Let's face it, it's easy to have contempt for the French. Has there ever been a people so painfully self-unaware? There's no country quite as chauvinistic as France and yet they're first in line to criticize Americans for *gasp* preferring the simplistic American Way of Life. They maintain a political system that, whether oscillating wildly between left-of-center socialism or center-left statism, maintains a fetid core of crony capitalism and corruption. They defend without shame, remorse or UN resolution whatever they perceive as their interests (I actually admire this) all the while chanting "No Blood for Oil" at you-know-who.
All this to say that mocking the French is light and pleasant work, often profitable, always sweet.
And yet--you sensed there was a "yet", right?--and yet, well first, a little back story: In late August 2011 I was diagnosed with chronic constrictive pericarditis, a rare disease, confirmed after a month's worth of tests & scans and one that requires, eventually, intrusive surgery. Namely, cracking open the sternum like a lobster tail, spreading the ribs with the jack from the back of an SUV and cutting away the thickened, scarred and calcified pericardium that was compressing my heart. My cardiologist spent an entire afternoon-into-evening visiting me at the clinic, consulting other specialists, making calls and finally coming up with a surgeon who had not only performed an impressive number of pericardiectomies --chose rare!, but was also the head of the service at St. Joseph's Hospital in Paris.
Shortly thereafter, I met with the surgeon and anesthesiologist. Next week I was on the operating table.

### DATA SHOWN
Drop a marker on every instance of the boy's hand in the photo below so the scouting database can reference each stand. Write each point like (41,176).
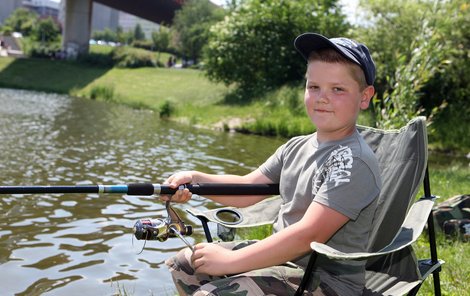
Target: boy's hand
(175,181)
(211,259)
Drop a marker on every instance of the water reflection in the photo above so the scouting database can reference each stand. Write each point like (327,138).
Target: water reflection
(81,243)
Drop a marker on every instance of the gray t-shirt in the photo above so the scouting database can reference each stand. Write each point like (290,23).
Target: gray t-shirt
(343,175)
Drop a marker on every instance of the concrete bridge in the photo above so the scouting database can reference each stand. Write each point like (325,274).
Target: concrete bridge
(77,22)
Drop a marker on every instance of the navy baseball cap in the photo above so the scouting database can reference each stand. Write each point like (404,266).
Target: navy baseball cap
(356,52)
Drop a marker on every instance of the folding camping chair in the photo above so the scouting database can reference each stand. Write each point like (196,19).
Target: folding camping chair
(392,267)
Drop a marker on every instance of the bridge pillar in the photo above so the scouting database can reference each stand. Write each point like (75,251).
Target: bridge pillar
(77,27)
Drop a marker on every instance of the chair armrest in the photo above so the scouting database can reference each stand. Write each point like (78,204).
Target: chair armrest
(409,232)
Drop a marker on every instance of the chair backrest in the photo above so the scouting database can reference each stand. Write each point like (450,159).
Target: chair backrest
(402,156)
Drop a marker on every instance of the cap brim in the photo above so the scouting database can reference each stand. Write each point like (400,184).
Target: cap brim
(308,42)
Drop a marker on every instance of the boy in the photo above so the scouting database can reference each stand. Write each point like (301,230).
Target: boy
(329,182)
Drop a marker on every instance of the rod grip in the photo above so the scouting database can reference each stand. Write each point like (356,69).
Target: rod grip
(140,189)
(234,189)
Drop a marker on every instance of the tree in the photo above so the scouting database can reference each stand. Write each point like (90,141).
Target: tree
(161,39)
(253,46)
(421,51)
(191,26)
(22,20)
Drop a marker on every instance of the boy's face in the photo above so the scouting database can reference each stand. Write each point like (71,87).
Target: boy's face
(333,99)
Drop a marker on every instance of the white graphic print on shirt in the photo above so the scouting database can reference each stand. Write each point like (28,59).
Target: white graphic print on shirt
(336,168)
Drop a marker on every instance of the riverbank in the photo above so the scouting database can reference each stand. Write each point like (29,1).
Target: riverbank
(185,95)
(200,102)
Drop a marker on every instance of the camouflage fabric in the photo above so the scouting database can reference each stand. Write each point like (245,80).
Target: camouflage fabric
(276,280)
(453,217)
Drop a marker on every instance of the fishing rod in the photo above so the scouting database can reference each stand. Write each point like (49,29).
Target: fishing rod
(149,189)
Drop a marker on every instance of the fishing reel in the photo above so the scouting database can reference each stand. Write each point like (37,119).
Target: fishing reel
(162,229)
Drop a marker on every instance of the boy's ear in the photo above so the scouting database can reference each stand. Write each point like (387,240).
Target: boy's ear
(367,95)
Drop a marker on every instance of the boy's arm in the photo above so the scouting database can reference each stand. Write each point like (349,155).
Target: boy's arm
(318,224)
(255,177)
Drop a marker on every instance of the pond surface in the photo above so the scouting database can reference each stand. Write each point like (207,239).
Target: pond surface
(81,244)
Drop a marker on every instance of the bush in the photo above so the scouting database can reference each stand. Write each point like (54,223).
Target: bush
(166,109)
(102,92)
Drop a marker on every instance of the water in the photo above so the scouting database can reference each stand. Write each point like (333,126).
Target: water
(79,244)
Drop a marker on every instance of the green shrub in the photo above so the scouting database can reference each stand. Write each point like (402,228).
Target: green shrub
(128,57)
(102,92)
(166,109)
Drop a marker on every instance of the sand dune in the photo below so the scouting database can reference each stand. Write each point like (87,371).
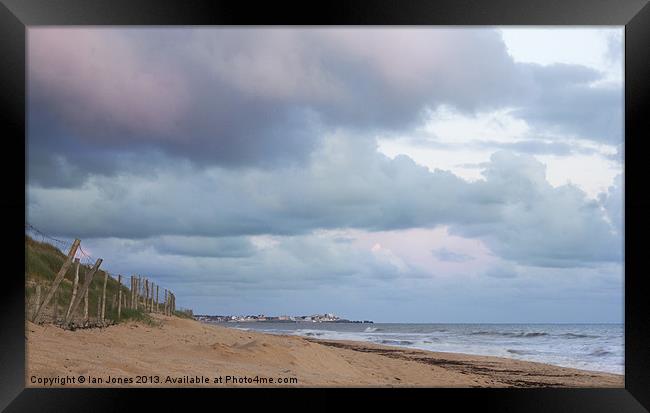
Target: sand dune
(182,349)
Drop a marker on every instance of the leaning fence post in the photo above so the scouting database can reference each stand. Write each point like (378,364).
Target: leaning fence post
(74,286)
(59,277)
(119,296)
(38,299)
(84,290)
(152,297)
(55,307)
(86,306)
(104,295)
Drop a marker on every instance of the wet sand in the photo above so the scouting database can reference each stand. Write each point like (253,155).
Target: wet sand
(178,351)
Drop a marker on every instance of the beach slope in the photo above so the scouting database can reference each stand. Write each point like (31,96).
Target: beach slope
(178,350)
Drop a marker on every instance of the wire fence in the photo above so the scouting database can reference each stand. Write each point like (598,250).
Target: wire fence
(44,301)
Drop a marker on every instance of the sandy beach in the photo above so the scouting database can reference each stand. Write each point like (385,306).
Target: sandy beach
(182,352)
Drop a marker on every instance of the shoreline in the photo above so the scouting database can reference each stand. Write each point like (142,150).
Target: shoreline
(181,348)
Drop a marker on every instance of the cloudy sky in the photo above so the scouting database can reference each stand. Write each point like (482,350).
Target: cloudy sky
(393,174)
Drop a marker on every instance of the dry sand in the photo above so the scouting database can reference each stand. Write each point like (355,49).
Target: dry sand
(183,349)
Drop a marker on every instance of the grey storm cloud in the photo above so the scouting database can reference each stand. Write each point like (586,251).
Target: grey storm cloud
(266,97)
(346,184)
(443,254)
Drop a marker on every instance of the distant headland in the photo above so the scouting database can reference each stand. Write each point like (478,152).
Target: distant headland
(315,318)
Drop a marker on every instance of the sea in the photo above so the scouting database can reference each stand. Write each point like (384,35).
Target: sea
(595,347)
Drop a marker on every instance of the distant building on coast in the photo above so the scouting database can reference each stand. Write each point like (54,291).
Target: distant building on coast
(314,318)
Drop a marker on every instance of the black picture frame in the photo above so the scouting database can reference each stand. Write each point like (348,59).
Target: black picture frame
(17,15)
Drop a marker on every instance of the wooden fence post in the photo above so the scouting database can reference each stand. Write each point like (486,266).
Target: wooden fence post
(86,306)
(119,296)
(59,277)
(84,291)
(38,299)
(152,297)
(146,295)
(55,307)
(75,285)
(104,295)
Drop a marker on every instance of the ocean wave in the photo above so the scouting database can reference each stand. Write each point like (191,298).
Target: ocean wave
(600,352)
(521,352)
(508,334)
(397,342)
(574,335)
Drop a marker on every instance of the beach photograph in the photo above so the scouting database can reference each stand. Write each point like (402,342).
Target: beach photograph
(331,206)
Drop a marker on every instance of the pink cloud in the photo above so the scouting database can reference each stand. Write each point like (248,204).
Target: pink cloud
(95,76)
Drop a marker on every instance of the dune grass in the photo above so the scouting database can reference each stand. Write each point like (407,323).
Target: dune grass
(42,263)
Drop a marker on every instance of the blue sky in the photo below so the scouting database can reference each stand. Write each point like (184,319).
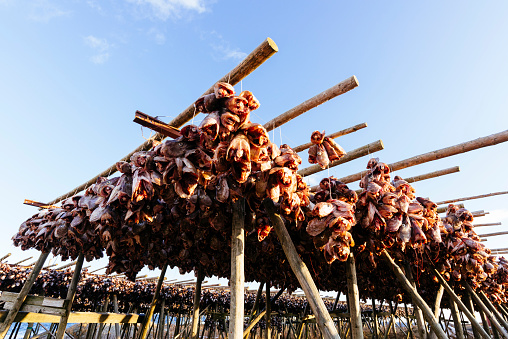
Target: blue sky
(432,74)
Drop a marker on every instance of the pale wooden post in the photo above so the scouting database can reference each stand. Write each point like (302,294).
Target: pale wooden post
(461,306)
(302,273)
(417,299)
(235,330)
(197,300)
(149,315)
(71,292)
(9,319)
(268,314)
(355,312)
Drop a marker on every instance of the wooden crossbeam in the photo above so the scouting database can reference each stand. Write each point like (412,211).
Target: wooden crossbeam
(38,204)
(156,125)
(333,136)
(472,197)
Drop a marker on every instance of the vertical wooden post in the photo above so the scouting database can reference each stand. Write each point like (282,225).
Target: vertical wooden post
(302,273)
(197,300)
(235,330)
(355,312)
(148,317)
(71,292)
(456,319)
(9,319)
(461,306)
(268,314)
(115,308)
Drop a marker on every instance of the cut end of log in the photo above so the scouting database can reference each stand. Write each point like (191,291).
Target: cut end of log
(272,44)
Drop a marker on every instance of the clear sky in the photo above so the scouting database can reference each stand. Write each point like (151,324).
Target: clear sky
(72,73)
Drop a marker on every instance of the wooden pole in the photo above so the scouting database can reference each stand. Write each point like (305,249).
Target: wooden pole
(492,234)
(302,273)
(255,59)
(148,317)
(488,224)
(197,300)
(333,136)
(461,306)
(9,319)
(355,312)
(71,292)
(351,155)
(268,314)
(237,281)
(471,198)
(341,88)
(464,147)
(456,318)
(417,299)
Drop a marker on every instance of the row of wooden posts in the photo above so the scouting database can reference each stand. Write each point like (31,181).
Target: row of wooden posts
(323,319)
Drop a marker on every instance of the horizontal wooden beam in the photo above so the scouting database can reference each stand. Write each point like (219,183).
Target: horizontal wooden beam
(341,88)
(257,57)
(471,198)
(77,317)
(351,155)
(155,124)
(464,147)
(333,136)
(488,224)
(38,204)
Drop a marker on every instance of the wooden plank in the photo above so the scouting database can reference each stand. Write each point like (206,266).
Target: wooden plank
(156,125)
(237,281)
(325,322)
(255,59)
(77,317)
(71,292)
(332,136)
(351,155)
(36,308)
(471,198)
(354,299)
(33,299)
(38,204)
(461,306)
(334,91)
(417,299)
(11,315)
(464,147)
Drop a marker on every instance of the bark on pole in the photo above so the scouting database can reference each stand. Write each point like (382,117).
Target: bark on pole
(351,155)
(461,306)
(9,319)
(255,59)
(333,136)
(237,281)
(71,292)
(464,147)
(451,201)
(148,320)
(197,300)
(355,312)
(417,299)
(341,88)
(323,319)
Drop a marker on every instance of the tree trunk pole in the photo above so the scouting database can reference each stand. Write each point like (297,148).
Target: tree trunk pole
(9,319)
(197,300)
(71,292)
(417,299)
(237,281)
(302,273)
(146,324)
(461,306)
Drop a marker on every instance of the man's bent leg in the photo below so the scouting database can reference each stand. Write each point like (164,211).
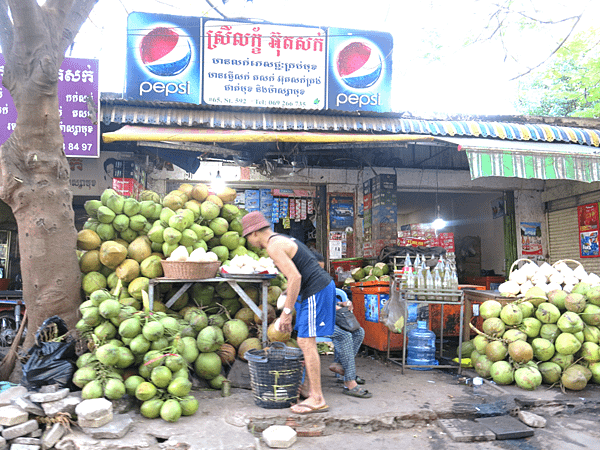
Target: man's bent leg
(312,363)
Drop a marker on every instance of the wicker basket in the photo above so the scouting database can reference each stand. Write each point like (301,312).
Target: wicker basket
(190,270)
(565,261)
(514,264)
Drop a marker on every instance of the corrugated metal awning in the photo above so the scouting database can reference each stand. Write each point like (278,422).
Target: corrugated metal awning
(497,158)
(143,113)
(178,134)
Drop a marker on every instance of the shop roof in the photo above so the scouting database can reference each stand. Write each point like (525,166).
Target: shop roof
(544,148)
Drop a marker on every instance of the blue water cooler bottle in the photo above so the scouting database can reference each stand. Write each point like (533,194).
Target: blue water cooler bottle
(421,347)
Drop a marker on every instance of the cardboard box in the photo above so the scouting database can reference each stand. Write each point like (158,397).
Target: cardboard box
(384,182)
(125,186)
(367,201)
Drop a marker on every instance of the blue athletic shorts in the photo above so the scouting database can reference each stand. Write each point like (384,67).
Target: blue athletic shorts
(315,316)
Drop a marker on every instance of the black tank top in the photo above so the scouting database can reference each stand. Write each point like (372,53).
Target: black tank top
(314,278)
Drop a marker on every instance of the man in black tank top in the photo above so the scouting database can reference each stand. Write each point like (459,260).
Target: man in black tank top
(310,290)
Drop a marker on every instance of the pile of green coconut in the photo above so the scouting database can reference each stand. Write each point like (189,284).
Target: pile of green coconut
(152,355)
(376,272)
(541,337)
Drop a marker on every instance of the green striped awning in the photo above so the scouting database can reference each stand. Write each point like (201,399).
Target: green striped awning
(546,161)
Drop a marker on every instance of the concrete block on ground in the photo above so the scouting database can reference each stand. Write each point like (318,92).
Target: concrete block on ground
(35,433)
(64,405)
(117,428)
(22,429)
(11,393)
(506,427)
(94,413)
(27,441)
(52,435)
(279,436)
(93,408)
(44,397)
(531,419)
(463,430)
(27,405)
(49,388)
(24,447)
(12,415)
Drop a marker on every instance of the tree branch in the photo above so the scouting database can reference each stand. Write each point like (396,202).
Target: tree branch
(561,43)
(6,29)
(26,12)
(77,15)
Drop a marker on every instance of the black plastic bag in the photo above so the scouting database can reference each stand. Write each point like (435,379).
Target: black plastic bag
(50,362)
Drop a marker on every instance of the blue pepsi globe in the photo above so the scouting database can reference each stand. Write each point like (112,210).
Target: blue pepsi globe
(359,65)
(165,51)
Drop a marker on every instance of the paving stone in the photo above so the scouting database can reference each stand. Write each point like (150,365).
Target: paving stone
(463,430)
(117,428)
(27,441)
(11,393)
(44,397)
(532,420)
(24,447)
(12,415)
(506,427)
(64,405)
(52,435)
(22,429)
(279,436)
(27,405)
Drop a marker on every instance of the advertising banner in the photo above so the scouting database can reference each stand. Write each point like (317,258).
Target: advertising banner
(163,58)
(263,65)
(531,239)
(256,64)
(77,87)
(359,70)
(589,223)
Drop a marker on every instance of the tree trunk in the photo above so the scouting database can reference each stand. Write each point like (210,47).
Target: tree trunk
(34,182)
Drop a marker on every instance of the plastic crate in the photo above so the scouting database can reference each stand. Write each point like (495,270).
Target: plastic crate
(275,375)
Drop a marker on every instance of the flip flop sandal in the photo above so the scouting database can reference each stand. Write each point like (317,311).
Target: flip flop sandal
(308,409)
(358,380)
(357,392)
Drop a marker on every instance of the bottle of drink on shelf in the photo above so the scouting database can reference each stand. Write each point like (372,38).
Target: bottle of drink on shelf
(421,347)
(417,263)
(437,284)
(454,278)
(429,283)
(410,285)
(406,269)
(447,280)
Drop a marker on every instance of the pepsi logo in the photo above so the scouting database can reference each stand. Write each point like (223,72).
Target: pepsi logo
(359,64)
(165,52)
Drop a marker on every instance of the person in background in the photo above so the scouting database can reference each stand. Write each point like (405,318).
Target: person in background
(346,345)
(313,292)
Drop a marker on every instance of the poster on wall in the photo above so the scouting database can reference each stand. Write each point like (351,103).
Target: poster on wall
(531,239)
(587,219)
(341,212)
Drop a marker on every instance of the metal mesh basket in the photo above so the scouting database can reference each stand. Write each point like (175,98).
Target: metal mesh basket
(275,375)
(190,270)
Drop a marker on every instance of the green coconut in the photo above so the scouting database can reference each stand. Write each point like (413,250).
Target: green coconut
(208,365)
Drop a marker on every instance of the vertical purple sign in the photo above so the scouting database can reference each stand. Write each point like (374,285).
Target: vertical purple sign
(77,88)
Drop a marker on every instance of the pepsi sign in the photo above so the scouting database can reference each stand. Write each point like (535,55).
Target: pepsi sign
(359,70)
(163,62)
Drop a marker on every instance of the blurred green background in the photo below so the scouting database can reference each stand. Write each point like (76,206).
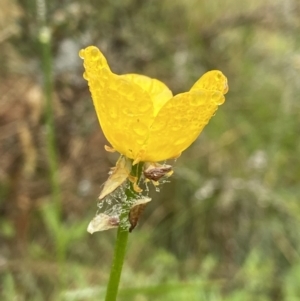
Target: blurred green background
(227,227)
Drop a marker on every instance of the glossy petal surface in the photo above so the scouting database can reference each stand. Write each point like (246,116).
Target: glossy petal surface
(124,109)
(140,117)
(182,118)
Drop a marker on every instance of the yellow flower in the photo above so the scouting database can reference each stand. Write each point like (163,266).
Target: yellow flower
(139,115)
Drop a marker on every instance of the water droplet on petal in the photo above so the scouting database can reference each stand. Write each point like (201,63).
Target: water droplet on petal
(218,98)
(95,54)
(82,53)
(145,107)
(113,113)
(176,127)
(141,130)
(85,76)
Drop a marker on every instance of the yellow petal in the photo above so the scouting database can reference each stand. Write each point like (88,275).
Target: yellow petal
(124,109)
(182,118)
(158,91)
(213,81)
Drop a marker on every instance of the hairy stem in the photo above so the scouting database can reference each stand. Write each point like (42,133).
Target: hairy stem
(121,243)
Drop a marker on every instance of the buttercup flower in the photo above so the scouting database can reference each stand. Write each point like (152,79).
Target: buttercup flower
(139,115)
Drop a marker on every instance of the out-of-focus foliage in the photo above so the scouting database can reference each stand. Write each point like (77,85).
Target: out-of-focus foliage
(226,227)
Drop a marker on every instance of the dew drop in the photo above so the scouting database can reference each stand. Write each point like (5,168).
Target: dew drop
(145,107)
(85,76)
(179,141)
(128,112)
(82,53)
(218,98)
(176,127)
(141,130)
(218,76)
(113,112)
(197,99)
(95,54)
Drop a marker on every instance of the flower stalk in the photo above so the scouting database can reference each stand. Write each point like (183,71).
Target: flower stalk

### ACTIVITIES
(A) Translate this sentence from the essay on the French into Spanish: "Shortly thereafter, I met with the surgeon and anesthesiologist."
(B) According to the essay on the French, which hospital's service did the surgeon head?
(C) Reproduce the essay on the French between "And yet--you sensed" and "Hospital in Paris.", inclusive.
The data were taken from a source separate from the essay on the French.

### SOLUTIONS TO THE EXERCISE
(A) Poco después, me reuní con el cirujano y el anestesiólogo.

(B) The service at St. Joseph's Hospital in Paris.

(C)
And yet--you sensed there was a "yet", right?--and yet, well first, a little back story: In late August 2011 I was diagnosed with chronic constrictive pericarditis, a rare disease, confirmed after a month's worth of tests & scans and one that requires, eventually, intrusive surgery. Namely, cracking open the sternum like a lobster tail, spreading the ribs with the jack from the back of an SUV and cutting away the thickened, scarred and calcified pericardium that was compressing my heart. My cardiologist spent an entire afternoon-into-evening visiting me at the clinic, consulting other specialists, making calls and finally coming up with a surgeon who had not only performed an impressive number of pericardiectomies --chose rare!, but was also the head of the service at St. Joseph's Hospital in Paris.